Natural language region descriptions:

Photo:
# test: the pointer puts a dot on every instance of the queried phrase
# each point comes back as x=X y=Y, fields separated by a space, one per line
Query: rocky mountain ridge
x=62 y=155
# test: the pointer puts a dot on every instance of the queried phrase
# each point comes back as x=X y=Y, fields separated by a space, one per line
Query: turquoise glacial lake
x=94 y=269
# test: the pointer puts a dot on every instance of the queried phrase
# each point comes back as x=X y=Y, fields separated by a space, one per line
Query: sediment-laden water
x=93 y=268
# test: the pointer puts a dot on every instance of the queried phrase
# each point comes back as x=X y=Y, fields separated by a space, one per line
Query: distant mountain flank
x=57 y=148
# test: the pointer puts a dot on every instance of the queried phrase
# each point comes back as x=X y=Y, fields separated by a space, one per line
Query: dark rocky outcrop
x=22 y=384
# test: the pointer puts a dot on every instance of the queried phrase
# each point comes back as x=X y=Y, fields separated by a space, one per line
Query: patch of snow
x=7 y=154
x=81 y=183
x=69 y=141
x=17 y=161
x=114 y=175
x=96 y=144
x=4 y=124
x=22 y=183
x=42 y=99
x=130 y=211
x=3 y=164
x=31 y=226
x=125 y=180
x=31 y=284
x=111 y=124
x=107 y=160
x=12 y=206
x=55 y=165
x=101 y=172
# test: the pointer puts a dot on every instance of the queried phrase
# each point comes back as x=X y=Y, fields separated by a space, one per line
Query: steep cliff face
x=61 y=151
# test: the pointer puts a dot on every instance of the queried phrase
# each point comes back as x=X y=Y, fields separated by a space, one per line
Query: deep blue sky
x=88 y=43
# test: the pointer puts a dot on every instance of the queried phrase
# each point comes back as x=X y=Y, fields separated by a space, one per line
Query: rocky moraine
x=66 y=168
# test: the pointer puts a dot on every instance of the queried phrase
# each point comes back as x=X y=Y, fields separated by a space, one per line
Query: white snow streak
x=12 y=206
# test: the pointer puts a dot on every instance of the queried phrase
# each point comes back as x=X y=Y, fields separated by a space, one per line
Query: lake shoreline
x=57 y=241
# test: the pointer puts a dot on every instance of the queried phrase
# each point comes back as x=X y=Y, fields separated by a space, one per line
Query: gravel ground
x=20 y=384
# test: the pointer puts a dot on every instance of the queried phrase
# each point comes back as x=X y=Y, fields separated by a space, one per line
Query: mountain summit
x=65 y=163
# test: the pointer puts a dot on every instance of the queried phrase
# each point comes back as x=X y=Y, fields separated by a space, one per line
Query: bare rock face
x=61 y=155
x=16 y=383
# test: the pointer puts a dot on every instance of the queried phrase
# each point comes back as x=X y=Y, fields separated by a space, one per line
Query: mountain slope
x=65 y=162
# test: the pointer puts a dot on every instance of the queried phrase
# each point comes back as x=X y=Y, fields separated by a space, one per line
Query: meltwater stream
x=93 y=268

WORK INSTRUCTIONS: In the lines above, every record is to be repeated exactly.

YOUR RESPONSE:
Photo:
# test: the pointer puts a dot on every instance of the queried phrase
# each point comes back as x=X y=Y, fields separated by a space, one per line
Query: rocky mountain ridge
x=62 y=155
# test: the pointer puts a dot on every instance of the queried phrase
# each point comes back as x=X y=Y, fields separated by a space, one per line
Query: turquoise glacial lake
x=94 y=269
# test: the pointer puts a dot on every instance of the queried phrase
# each point comes back as x=X y=Y, fields separated by a space, one per line
Query: sediment-laden water
x=93 y=268
# test: the pointer puts a dot on every instance of the queried phrase
# each point comes back as x=X y=Y, fields separated by a space, one per line
Query: distant mountain flank
x=57 y=148
# test: the pointer puts a dot on every instance of the queried phrase
# each point comes back as x=X y=Y, fields separated by a space, one per line
Query: dark rocky outcrop
x=22 y=384
# test: the pointer puts a dot on every instance of the queried phrase
# each point comes back as x=X y=Y, fields separated by a space, one per line
Query: patch of snow
x=7 y=154
x=81 y=183
x=69 y=141
x=17 y=161
x=114 y=175
x=96 y=144
x=4 y=124
x=22 y=183
x=42 y=99
x=130 y=211
x=3 y=164
x=31 y=226
x=125 y=180
x=31 y=284
x=111 y=124
x=107 y=160
x=12 y=206
x=55 y=165
x=101 y=172
# test: the pointer puts a dot on every instance of the queried phrase
# each point comes back as x=X y=Y, fields separated by a space, one per line
Query: steep cliff face
x=61 y=151
# test: the pointer puts a dot on every instance of the queried phrase
# each point comes back as x=X y=Y, fields separated by a space, one per line
Query: deep blue sky
x=88 y=43
# test: the pointer puts a dot on every instance of the queried phrase
# each point comes back as x=X y=Y, fields separated by a space, one per line
Query: rocky moraine
x=66 y=168
# test: the pointer puts a dot on every instance of the queried phrase
# each point comes back as x=X y=Y, fields separated by a space, one per line
Query: white snow streak
x=12 y=206
# test: the pointer puts a dot on every instance of the queried phrase
# each point comes back as x=X y=Y, fields separated by a space, one per line
Query: lake shoreline
x=57 y=241
# test: the pointer puts a dot on every instance of the queried phrase
# each point comes back as x=X y=Y, fields separated by a space, one per line
Query: gravel ground
x=20 y=384
# test: the pointer puts a dot on every instance of the queried phrase
# each point comes back as x=X y=Y, fields separated by a space, one per line
Query: mountain summit
x=65 y=163
# test: the pointer puts a dot on every instance of the queried phrase
# each point comes back as x=X y=Y, fields separated by a space, one per line
Query: bare rock face
x=61 y=155
x=16 y=383
# test: the pointer puts a dot on every instance of the queried phrase
# each point comes back as x=X y=Y, fields separated by a space, one per line
Query: mountain slope
x=65 y=162
# test: the pointer puts a dot on every instance of the queried phrase
# each point comes back as x=X y=Y, fields separated by a space, one per line
Query: meltwater stream
x=93 y=268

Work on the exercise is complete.